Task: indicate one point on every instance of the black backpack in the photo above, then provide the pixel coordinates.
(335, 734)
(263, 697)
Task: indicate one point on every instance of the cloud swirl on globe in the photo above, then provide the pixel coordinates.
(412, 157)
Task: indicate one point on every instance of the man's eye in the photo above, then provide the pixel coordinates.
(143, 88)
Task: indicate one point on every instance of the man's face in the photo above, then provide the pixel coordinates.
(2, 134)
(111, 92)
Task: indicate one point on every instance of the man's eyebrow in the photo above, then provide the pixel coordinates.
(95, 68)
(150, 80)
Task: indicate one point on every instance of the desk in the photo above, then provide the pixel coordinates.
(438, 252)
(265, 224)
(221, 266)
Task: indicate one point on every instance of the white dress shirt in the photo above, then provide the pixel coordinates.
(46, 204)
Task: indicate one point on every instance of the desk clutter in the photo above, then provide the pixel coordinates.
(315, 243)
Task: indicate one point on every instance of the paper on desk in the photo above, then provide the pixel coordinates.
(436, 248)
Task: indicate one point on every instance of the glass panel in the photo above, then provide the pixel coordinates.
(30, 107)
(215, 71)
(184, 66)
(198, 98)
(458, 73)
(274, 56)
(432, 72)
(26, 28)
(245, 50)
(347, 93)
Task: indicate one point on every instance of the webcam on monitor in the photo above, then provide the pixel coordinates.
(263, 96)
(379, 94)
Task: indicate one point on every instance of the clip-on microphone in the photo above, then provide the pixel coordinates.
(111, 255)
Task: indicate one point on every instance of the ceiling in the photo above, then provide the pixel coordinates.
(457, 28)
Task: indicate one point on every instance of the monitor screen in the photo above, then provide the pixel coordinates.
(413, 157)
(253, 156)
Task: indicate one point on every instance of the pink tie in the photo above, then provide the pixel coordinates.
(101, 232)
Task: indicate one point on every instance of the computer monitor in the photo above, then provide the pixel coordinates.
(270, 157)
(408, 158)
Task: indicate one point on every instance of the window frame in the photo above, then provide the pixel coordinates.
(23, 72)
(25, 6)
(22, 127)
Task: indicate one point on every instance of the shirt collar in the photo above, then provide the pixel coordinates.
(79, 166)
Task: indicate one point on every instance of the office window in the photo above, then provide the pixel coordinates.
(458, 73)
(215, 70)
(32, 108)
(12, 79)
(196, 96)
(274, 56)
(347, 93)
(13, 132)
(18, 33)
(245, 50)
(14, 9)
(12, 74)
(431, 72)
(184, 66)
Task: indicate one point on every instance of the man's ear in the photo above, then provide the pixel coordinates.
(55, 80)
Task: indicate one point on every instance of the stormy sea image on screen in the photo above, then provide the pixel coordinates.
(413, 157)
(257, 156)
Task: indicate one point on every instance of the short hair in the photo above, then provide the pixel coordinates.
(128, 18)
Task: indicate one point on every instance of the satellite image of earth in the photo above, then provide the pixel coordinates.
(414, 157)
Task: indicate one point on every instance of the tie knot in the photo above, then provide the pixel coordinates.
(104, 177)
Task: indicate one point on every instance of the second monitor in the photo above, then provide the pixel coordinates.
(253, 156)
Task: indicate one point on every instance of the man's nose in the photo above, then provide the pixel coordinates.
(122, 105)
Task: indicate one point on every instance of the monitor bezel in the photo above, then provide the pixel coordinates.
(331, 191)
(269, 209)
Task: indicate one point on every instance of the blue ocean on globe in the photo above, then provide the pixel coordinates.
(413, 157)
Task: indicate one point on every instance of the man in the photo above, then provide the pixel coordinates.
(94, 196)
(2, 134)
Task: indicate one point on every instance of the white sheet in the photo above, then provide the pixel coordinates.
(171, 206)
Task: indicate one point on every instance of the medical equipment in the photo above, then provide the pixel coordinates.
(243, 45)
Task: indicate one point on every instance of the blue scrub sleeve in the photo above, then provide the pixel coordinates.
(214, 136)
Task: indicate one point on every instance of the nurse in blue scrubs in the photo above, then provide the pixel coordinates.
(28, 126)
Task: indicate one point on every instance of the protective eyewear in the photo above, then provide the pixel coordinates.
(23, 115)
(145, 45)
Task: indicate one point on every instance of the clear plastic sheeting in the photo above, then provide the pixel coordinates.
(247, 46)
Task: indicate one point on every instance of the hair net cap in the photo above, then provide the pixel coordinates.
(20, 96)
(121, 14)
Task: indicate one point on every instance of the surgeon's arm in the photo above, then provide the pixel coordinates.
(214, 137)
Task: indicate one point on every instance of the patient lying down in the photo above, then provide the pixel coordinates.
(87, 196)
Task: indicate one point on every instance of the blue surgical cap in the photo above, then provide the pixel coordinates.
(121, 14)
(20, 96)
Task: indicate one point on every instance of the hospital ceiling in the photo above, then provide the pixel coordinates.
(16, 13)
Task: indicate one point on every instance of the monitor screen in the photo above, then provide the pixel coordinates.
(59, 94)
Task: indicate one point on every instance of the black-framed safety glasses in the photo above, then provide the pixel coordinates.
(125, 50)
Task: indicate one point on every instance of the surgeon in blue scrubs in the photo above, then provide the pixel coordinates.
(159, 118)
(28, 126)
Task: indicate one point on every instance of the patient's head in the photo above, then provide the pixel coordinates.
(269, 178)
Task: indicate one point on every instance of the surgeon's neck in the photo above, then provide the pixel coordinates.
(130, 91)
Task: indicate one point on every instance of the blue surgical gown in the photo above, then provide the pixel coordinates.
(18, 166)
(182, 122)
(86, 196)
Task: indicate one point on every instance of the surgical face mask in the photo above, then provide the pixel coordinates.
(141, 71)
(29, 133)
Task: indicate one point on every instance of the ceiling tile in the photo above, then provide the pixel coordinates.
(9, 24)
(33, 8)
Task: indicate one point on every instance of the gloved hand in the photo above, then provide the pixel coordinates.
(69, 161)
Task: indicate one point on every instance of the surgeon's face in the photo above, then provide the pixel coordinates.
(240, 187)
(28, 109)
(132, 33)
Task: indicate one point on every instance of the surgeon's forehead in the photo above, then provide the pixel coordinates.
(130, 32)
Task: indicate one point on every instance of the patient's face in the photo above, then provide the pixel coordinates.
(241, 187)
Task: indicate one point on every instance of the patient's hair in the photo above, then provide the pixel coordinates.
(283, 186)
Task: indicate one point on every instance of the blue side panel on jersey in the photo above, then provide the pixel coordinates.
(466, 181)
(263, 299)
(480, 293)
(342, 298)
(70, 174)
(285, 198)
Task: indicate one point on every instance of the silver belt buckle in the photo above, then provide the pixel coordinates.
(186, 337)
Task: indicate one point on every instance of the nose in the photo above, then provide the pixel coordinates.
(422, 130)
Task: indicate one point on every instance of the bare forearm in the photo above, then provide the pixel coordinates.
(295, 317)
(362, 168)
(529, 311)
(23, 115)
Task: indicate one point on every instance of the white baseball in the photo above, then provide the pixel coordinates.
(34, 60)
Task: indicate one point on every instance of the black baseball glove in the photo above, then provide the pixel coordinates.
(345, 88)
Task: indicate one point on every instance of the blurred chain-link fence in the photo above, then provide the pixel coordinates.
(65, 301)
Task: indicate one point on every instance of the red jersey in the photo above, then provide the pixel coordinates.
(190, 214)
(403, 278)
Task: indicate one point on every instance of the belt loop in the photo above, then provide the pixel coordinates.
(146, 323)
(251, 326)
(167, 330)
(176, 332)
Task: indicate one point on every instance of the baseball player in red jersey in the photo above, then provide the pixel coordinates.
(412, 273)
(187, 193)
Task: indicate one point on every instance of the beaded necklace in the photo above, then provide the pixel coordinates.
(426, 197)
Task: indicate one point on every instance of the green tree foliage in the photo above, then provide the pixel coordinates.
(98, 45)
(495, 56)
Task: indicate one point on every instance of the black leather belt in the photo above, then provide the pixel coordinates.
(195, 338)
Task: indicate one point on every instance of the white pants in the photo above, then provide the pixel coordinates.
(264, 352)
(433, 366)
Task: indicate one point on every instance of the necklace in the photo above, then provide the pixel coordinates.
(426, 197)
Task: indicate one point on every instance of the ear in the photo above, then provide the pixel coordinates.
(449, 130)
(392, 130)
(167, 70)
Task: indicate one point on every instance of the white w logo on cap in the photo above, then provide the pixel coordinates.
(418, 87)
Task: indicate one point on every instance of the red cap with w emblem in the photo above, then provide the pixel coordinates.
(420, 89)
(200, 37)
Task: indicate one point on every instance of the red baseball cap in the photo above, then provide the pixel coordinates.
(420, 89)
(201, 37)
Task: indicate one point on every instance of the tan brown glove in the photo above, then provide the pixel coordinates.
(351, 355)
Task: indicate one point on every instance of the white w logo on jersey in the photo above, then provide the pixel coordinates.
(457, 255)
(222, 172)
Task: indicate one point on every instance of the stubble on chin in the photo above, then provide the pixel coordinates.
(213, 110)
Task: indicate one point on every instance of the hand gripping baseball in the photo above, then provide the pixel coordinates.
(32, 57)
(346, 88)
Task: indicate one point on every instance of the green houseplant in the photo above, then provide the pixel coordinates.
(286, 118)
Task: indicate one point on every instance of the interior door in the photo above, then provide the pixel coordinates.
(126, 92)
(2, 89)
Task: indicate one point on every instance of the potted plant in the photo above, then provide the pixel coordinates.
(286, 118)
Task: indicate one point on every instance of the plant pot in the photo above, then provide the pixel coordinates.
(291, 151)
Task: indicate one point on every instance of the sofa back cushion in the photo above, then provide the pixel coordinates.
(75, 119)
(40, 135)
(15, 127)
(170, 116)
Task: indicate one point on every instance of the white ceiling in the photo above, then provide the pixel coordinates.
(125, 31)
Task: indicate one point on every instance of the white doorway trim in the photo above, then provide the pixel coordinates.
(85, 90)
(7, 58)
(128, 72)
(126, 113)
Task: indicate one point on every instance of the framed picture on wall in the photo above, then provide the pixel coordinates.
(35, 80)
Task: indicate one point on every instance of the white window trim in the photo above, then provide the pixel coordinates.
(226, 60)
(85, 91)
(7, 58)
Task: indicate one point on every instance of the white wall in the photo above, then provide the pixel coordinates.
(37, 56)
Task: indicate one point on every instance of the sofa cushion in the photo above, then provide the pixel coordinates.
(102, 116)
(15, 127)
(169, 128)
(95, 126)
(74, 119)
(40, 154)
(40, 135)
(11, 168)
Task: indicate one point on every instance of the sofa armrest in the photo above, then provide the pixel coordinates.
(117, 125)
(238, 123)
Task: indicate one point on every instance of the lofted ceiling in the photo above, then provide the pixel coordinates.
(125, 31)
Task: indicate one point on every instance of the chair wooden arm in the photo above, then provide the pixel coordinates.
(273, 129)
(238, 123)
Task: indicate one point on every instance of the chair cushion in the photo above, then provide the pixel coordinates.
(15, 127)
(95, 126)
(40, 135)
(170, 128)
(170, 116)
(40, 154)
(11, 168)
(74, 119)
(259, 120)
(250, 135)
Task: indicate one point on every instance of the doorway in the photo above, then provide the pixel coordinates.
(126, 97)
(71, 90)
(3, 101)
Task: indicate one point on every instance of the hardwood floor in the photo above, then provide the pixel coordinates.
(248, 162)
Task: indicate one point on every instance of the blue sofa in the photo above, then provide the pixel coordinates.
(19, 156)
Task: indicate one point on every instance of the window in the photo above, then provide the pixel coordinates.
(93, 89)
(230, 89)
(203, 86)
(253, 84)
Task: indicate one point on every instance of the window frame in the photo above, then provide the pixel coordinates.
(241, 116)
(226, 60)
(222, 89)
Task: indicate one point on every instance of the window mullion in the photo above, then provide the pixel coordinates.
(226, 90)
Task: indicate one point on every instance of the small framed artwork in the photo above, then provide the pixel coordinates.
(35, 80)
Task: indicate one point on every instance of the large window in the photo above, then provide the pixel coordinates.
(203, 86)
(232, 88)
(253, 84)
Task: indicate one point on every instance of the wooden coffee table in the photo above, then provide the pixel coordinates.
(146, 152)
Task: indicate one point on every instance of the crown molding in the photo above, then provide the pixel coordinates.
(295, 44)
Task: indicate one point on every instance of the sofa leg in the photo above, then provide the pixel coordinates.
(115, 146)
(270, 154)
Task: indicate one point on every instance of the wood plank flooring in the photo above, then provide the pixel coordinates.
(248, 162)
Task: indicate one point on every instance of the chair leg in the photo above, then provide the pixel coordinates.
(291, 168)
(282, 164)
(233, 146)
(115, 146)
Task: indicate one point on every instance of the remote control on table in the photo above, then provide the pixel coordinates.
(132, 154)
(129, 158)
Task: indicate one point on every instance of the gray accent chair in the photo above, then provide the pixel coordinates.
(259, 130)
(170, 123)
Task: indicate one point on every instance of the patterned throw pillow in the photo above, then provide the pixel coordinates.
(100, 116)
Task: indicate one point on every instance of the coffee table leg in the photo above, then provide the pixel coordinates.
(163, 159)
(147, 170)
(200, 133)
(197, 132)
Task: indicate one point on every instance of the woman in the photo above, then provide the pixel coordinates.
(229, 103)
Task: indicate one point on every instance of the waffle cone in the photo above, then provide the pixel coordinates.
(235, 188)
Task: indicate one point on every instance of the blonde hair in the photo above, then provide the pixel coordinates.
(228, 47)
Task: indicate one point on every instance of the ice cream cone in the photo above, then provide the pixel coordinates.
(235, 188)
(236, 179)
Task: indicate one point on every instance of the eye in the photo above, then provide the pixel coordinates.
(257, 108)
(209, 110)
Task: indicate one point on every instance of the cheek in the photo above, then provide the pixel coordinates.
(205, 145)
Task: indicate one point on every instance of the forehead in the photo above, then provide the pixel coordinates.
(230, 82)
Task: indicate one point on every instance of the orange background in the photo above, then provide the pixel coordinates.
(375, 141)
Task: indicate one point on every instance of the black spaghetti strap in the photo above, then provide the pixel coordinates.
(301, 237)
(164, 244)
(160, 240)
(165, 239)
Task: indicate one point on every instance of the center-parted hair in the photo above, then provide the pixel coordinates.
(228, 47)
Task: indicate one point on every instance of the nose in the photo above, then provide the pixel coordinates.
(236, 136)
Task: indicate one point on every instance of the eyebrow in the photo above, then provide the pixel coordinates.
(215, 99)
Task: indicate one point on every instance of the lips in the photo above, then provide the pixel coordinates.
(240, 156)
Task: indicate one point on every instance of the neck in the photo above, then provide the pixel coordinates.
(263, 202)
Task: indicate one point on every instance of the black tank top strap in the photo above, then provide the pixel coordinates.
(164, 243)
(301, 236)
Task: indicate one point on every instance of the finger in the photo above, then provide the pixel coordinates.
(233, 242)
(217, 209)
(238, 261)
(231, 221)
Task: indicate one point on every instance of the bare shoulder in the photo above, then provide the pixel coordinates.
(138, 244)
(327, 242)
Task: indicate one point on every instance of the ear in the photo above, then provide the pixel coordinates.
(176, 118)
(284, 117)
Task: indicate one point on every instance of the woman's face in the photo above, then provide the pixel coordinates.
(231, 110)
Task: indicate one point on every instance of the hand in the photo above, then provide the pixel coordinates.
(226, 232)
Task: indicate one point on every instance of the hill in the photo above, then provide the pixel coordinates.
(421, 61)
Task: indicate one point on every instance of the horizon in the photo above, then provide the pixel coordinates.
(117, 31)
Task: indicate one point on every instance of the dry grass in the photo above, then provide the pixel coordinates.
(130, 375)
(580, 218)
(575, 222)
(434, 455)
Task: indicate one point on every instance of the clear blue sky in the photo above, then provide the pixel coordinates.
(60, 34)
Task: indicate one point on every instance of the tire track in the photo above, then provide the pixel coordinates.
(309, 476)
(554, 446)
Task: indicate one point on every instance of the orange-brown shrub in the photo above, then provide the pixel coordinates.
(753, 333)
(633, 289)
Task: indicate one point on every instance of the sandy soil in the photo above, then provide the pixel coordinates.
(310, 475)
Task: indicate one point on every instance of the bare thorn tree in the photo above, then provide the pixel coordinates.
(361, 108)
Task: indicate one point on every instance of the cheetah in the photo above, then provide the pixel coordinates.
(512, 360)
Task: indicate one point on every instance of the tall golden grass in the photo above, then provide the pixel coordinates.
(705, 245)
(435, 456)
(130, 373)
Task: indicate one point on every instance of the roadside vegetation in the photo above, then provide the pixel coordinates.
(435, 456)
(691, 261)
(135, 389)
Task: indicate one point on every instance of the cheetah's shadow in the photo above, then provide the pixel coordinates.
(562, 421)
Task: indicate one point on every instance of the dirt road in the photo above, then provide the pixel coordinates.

::::::::

BRIEF: Reproduce, exactly and only, the lines running from the one with "Task: indicate one point on every instance of the orange-brown" to the end of the listing above.

EXPECTED ANSWER:
Task: indicate one point on every instance of the orange-brown shrub in the photo above, then provide the pixel coordinates.
(753, 333)
(633, 289)
Task: indicate one point on every instance of the sandy soil in the photo above, then provide the pixel coordinates.
(310, 475)
Task: indicate one point on every instance of the bare thorn tree in the photo above, then provide the pixel coordinates.
(361, 108)
Task: indicate one point on every instance of the cheetah in the photo above, then provide the pixel coordinates.
(512, 360)
Task: indicate one point on every instance of the tall golden grass in the photo above, then provide the pixel coordinates.
(705, 245)
(435, 456)
(130, 373)
Task: indicate one point on every instance of the roadside vegetation in the photo above, then provide the pixel coordinates.
(435, 456)
(691, 261)
(135, 389)
Task: indicate one point on every instance of the cheetah's shadow in the photo above, then provide the pixel coordinates.
(562, 421)
Task: indicate one point on every instance of the dirt road in the photo above, then provide the pixel coordinates.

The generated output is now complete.